__What you should do__. Reproduce the lines below word for word, without changing anything.

════════════════

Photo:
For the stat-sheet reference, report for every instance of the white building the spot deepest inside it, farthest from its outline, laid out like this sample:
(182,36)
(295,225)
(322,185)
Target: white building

════════════════

__Answer for the task__.
Photo:
For the stat-sheet reference, report for every instance of the white building the spot deepest inside it, farthest from its outline, laid out like this sample:
(182,36)
(295,225)
(322,185)
Target: white building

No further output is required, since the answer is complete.